## REQUIRED WORK
How many of the lines below contain the word "collar"? Reply with the number only.

── STORED RECORDS

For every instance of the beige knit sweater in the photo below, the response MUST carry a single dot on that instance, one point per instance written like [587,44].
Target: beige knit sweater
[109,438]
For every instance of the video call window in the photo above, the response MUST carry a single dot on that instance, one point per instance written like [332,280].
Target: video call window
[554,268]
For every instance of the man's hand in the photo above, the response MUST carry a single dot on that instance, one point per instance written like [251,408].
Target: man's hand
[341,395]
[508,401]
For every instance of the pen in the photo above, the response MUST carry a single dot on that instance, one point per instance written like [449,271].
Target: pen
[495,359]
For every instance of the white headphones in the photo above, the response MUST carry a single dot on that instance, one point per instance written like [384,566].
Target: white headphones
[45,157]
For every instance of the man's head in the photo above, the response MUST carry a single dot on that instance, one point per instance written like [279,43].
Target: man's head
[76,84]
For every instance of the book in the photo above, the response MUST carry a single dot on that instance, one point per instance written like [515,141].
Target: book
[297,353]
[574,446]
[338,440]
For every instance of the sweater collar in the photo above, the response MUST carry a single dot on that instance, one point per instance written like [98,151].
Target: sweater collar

────
── STORED RECORDS

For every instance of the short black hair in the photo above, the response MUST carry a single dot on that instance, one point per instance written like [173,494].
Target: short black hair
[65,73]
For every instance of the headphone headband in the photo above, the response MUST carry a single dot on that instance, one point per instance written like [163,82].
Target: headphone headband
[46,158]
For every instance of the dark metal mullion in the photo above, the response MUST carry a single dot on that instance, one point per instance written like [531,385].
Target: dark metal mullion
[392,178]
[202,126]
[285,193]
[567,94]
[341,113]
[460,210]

────

## SOLUTION TO THE PROBLEM
2